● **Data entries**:
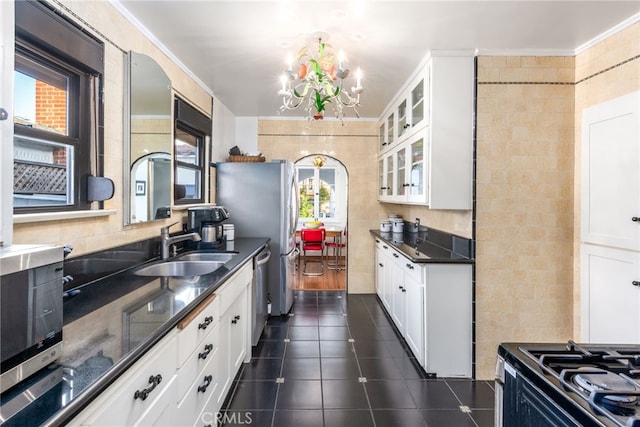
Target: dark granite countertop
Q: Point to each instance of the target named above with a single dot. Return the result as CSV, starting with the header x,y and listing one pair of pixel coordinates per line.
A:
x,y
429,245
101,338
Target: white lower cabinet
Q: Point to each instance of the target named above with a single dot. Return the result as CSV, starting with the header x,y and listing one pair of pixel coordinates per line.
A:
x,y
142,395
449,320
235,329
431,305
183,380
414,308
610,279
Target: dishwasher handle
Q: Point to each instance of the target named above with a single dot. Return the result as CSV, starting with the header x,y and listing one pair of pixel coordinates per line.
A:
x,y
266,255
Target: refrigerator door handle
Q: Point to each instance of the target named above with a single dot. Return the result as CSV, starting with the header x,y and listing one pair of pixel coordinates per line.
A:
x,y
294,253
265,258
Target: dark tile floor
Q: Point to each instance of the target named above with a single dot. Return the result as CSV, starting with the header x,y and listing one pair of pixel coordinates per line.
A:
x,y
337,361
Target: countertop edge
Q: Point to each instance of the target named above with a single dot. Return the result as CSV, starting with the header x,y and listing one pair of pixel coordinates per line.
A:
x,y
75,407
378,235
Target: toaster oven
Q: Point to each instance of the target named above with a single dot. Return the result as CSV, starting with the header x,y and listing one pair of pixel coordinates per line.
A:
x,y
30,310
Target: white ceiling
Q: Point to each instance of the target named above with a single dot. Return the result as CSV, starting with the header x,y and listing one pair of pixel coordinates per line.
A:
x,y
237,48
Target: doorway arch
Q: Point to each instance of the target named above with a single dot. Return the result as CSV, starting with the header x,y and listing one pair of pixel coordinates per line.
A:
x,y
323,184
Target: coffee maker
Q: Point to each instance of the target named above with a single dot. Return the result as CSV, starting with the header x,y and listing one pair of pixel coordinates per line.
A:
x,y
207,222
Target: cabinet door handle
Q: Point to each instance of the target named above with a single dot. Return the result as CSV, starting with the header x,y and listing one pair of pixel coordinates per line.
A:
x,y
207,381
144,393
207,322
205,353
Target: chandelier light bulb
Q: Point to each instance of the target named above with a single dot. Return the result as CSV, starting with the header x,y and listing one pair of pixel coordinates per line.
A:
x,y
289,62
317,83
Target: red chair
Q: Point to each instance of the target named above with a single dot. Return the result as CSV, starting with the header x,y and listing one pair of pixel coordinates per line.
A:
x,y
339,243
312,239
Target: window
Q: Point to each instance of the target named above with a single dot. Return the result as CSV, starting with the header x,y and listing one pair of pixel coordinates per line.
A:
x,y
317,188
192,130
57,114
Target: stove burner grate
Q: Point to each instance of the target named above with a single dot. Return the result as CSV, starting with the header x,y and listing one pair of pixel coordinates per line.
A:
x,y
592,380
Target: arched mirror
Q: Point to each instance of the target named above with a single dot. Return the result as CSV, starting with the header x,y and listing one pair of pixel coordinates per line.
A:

---

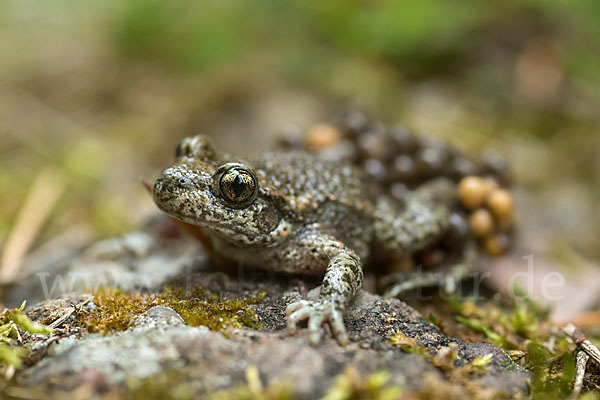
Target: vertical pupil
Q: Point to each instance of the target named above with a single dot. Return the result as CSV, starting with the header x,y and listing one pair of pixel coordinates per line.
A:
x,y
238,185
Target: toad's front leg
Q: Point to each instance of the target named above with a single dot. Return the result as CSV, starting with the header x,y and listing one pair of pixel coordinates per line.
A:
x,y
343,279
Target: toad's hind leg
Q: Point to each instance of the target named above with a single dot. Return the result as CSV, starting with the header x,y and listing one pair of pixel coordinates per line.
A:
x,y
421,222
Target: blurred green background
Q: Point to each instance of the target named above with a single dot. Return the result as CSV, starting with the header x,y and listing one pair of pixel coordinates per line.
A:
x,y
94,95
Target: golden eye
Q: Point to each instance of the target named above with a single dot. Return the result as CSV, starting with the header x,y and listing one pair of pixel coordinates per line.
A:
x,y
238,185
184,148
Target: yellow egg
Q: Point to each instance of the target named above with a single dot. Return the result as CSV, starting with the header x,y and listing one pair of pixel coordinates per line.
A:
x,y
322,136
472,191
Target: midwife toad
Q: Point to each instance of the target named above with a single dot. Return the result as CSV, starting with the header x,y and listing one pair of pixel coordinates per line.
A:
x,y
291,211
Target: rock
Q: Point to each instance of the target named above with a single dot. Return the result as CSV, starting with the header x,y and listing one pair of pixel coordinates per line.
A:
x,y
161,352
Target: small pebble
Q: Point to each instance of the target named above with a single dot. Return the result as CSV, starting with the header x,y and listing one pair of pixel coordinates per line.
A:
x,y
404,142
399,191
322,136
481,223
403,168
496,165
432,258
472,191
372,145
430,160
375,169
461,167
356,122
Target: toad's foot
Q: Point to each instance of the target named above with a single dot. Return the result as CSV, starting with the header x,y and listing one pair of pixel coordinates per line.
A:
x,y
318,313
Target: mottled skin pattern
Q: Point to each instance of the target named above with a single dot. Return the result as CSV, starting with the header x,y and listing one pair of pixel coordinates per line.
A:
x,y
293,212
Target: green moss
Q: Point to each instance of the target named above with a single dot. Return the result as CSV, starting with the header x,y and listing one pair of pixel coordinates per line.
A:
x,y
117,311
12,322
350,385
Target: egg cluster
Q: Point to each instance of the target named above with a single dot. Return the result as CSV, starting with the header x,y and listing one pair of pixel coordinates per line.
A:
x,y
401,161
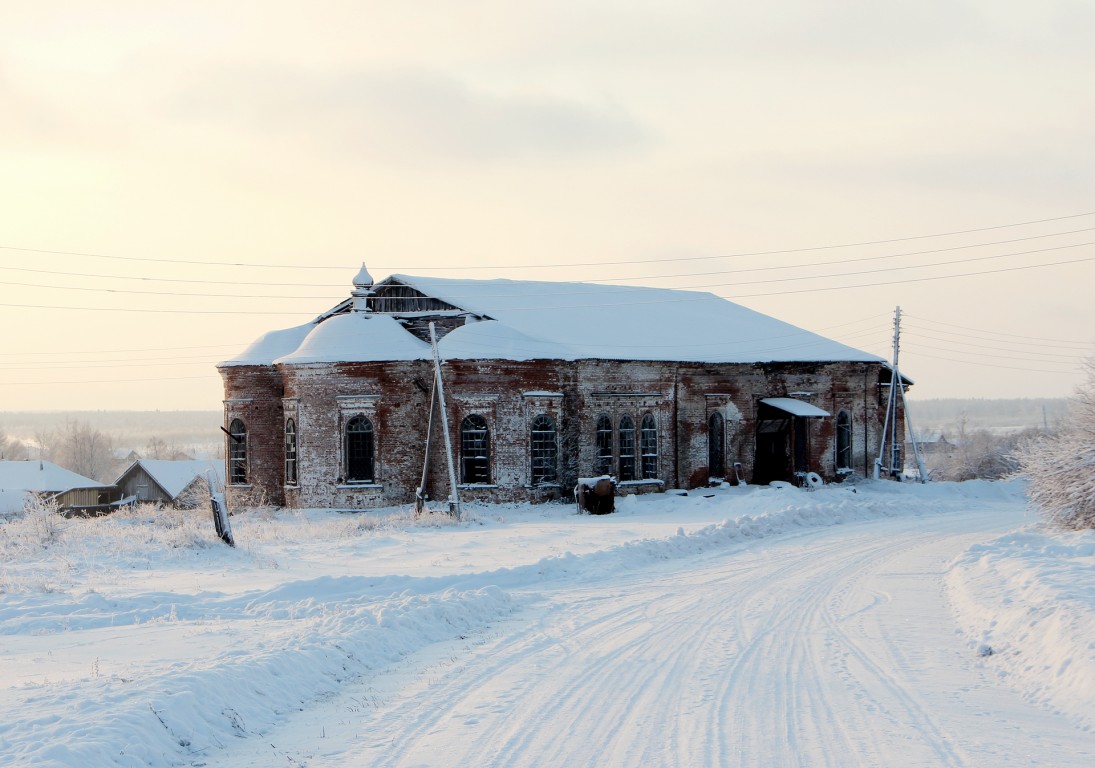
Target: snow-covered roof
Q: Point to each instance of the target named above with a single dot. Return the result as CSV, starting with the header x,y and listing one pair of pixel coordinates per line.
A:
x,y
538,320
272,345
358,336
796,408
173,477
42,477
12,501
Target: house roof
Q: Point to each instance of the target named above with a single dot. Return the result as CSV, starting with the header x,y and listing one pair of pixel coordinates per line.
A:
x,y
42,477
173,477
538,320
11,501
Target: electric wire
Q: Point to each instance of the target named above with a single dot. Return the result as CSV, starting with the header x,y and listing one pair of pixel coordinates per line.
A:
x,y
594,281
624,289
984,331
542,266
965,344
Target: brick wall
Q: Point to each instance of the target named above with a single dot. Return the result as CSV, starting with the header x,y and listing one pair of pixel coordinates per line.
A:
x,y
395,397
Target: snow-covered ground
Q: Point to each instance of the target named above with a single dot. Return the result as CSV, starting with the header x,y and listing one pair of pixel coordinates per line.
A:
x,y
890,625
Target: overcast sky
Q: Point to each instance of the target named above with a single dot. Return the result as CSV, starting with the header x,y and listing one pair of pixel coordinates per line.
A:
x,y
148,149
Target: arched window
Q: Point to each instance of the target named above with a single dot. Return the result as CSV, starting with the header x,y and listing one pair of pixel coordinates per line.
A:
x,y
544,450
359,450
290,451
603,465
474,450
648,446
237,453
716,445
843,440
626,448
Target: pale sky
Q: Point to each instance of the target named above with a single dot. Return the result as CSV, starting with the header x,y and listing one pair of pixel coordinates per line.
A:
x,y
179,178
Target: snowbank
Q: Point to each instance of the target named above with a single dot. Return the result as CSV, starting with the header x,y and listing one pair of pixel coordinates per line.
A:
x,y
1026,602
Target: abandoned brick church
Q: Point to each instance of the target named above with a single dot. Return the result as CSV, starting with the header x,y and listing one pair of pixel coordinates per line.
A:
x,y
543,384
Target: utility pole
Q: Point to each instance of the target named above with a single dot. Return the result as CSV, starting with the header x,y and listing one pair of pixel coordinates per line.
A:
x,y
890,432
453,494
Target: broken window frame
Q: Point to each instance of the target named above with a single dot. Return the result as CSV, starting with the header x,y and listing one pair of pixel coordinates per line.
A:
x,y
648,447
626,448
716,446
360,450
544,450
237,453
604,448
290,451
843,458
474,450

* * *

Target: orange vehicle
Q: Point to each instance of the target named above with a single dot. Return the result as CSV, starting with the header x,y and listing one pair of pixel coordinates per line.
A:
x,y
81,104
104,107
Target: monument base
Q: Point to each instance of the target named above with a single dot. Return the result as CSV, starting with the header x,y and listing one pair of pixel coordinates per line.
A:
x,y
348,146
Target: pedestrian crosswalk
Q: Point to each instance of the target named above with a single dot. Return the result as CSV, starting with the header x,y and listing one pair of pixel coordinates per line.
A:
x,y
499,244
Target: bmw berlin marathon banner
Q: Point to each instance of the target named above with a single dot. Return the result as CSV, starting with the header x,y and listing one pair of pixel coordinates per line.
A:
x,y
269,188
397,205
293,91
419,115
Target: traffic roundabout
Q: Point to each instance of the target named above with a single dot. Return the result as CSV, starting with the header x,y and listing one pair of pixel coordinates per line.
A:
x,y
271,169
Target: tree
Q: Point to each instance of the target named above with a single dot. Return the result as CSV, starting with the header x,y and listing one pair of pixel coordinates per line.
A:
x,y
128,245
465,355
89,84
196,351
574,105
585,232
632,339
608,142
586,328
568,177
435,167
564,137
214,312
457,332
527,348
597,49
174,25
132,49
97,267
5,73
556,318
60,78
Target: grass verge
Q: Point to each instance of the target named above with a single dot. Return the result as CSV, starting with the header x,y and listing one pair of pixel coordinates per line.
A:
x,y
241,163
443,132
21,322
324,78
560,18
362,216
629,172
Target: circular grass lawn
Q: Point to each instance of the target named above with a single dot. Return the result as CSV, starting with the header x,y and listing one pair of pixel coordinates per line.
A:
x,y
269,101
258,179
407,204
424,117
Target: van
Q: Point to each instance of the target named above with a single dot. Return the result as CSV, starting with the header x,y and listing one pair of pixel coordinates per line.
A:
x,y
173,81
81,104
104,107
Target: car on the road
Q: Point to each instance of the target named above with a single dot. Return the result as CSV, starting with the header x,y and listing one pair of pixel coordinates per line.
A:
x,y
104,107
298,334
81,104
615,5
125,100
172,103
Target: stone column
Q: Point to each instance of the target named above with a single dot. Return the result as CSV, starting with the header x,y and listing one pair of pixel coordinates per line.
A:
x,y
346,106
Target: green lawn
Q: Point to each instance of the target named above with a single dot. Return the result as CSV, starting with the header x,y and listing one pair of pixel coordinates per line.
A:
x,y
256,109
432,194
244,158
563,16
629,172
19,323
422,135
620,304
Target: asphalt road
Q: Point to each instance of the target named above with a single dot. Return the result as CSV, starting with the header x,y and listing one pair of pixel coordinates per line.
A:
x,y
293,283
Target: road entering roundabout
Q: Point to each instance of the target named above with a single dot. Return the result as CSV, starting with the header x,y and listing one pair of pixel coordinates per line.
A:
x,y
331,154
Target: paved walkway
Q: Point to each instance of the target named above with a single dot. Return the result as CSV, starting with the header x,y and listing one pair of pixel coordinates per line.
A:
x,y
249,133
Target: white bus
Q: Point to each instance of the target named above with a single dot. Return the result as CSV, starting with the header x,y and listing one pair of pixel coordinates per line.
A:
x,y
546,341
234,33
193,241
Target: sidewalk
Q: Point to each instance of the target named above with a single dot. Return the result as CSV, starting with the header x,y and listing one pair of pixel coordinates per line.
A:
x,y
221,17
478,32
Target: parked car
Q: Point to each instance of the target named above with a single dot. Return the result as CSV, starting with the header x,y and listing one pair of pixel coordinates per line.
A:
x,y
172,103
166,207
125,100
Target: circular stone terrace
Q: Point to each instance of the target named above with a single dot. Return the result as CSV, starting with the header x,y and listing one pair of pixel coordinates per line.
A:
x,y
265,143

● **YOUR GOAL**: Nothing should appear in the answer except the lines above from the line with "Target: countertop edge" through the line with "Target: coffee maker", both included, written out exactly.

● **REPLY TO THE EXERCISE**:
Target: countertop edge
Q: Point to each instance of the target named above with a single dot. Return the result as CSV, starting with the header x,y and listing one pair of pixel coordinates per line.
A:
x,y
75,407
378,235
Target: toaster oven
Q: Point to each instance of the target named above with a single dot. Return the result as CSV, starting with the header x,y and listing one pair of pixel coordinates per line.
A:
x,y
30,310
Target: white ceiling
Q: Point to each instance of the target named above with a single dot. Return the result as CSV, starting with the header x,y and listing one pair of pixel coordinates per line.
A:
x,y
237,48
Target: doorway arch
Q: Point to each instance of the target named above with a single dot. Return the result as CSV, starting with the header x,y and listing one pair of pixel coordinates per line.
A:
x,y
323,184
Target: coffee maker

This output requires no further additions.